Some records
□ □ □

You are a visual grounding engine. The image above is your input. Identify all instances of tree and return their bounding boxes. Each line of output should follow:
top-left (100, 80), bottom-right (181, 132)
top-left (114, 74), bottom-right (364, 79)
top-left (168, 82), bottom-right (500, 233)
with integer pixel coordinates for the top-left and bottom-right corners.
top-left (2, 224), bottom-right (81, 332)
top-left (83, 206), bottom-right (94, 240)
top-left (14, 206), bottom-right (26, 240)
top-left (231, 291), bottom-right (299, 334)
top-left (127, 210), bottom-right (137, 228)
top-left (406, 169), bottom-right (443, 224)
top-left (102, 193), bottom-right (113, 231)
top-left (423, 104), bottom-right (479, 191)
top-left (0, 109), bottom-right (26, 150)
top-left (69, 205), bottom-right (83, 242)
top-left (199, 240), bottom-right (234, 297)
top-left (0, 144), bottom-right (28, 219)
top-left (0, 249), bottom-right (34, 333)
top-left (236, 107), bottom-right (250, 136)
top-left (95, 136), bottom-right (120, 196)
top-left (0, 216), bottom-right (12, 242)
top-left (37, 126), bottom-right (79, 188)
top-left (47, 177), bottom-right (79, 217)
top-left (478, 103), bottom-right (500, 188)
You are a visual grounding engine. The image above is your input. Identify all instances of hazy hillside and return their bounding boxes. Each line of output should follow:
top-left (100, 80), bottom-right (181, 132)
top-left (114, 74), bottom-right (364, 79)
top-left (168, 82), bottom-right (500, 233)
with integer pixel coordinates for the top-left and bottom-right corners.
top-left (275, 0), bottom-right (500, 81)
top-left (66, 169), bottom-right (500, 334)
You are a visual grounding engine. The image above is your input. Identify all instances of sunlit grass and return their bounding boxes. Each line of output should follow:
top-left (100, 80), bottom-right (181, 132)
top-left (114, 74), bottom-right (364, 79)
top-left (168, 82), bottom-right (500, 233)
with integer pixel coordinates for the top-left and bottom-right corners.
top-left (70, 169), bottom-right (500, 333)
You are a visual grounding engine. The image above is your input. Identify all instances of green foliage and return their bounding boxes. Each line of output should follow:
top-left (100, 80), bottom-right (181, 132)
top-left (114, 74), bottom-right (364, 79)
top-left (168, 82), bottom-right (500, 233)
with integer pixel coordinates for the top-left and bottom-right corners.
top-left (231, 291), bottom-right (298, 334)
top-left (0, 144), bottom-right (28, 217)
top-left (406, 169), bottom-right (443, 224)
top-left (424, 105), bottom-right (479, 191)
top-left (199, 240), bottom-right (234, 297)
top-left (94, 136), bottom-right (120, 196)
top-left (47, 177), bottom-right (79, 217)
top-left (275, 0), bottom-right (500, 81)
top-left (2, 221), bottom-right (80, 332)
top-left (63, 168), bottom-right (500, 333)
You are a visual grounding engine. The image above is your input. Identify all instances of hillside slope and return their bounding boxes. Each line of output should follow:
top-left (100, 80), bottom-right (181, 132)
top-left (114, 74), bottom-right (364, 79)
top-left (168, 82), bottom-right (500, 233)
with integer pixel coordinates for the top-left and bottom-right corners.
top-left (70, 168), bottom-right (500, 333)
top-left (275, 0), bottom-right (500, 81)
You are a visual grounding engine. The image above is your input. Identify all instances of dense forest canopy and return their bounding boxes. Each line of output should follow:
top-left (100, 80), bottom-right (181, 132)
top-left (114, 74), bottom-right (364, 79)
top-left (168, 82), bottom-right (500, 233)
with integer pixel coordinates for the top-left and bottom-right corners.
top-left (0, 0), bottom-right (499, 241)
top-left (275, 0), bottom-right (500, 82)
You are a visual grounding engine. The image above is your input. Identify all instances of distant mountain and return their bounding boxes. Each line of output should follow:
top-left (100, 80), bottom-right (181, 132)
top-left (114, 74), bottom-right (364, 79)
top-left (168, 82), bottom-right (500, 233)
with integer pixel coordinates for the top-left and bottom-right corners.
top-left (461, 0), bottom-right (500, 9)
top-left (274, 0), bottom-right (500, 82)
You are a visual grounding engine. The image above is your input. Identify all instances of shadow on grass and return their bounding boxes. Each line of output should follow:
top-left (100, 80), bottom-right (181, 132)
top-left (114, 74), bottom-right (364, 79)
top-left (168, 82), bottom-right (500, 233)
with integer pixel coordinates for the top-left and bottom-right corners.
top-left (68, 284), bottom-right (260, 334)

□ □ □

Render these lines as a Markdown table with the columns Row and Line, numbering each line and leaving out any blank lines. Include every item.

*Complete output*
| Row | Line |
|---|---|
| 1 | You are a visual grounding engine. The image above is your input. Identify all instances of tree and return their bounding boxes. Each line of output should follow: |
| 2 | top-left (100, 80), bottom-right (181, 132) |
| 3 | top-left (114, 74), bottom-right (364, 79) |
| 4 | top-left (168, 82), bottom-right (500, 233) |
| 5 | with integer pixel coordinates for the top-left and bottom-right corners. |
| 6 | top-left (2, 224), bottom-right (81, 332) |
| 7 | top-left (83, 206), bottom-right (94, 240) |
| 8 | top-left (14, 206), bottom-right (26, 240) |
| 9 | top-left (231, 291), bottom-right (299, 334) |
| 10 | top-left (127, 210), bottom-right (137, 228) |
| 11 | top-left (406, 169), bottom-right (443, 224) |
| 12 | top-left (102, 193), bottom-right (113, 231) |
| 13 | top-left (423, 104), bottom-right (479, 191) |
| 14 | top-left (0, 109), bottom-right (26, 150) |
| 15 | top-left (69, 205), bottom-right (83, 242) |
| 16 | top-left (199, 240), bottom-right (234, 297) |
| 17 | top-left (0, 144), bottom-right (28, 219) |
| 18 | top-left (0, 249), bottom-right (34, 333) |
| 19 | top-left (236, 107), bottom-right (250, 136) |
| 20 | top-left (95, 136), bottom-right (120, 196) |
| 21 | top-left (0, 216), bottom-right (12, 242) |
| 22 | top-left (37, 126), bottom-right (79, 188) |
| 23 | top-left (47, 177), bottom-right (79, 217) |
| 24 | top-left (478, 103), bottom-right (500, 188) |
| 25 | You are a visual grounding engine. The image above is your input. Identify all instances of hazy hillside and return their bounding boxes. Each line of output should follow: |
| 26 | top-left (100, 80), bottom-right (181, 132) |
| 27 | top-left (114, 74), bottom-right (364, 79) |
| 28 | top-left (168, 82), bottom-right (500, 233) |
| 29 | with integer pixel coordinates for the top-left and bottom-right corners. |
| 30 | top-left (275, 0), bottom-right (500, 81) |
| 31 | top-left (66, 169), bottom-right (500, 334) |
| 32 | You are a visual grounding engine. The image above is your input. Identify all instances of sunlit grass and return their bounding boxes. Each line of output should follow: |
| 33 | top-left (100, 80), bottom-right (181, 132) |
| 34 | top-left (114, 74), bottom-right (364, 79) |
| 35 | top-left (168, 82), bottom-right (500, 233) |
| 36 | with integer pixel coordinates for the top-left and bottom-right corners. |
| 37 | top-left (70, 169), bottom-right (500, 333) |
| 38 | You are a visual grounding engine. The image above is your input. Identify all instances of green foliage and return their bounding boxes. Each line of output should follow: |
| 39 | top-left (100, 80), bottom-right (181, 132) |
| 40 | top-left (114, 74), bottom-right (364, 79) |
| 41 | top-left (168, 82), bottom-right (500, 233) |
| 42 | with integer pixel coordinates for the top-left and bottom-right corners. |
| 43 | top-left (231, 291), bottom-right (298, 334) |
| 44 | top-left (0, 144), bottom-right (28, 217) |
| 45 | top-left (406, 169), bottom-right (443, 224) |
| 46 | top-left (424, 105), bottom-right (479, 191) |
| 47 | top-left (199, 240), bottom-right (234, 297) |
| 48 | top-left (94, 136), bottom-right (120, 196) |
| 49 | top-left (47, 177), bottom-right (79, 217) |
| 50 | top-left (275, 0), bottom-right (500, 81) |
| 51 | top-left (2, 221), bottom-right (80, 332) |
| 52 | top-left (63, 168), bottom-right (500, 333) |
| 53 | You are a visual grounding engine. The image above is your input. Identify all instances of hillside slope and return their bounding boxes. Each line of output should follow: |
| 54 | top-left (100, 80), bottom-right (181, 132) |
| 55 | top-left (114, 74), bottom-right (364, 79) |
| 56 | top-left (168, 82), bottom-right (500, 233) |
| 57 | with integer pixel coordinates for the top-left and bottom-right corners. |
| 58 | top-left (70, 168), bottom-right (500, 333) |
| 59 | top-left (275, 0), bottom-right (500, 81) |
| 60 | You are a visual grounding engine. The image above is your input. Identify all instances of dense forest canopy and return their bounding boxes. Each line of output should follow: |
| 61 | top-left (100, 80), bottom-right (181, 132) |
| 62 | top-left (114, 74), bottom-right (364, 79) |
| 63 | top-left (168, 82), bottom-right (500, 233) |
| 64 | with integer pixel coordinates for the top-left and bottom-right corners. |
| 65 | top-left (0, 0), bottom-right (499, 241) |
| 66 | top-left (275, 0), bottom-right (500, 82) |
| 67 | You are a visual grounding engine. The image above is your input. Identify all instances of distant mountain and return their bounding boxes. Each line of output should follow: |
| 68 | top-left (100, 80), bottom-right (181, 132) |
| 69 | top-left (114, 74), bottom-right (364, 79) |
| 70 | top-left (168, 82), bottom-right (500, 233) |
| 71 | with integer pixel coordinates for the top-left and bottom-right corners. |
| 72 | top-left (461, 0), bottom-right (500, 9) |
| 73 | top-left (274, 0), bottom-right (500, 82) |
| 74 | You are a visual grounding engine. The image above is your input. Identify all instances of shadow on grass and return their bounding boxes. Each line of output should follow: |
| 75 | top-left (100, 80), bottom-right (181, 132) |
| 76 | top-left (114, 74), bottom-right (364, 79) |
| 77 | top-left (168, 82), bottom-right (500, 233) |
| 78 | with integer pixel coordinates for the top-left and bottom-right corners. |
| 79 | top-left (68, 284), bottom-right (260, 334) |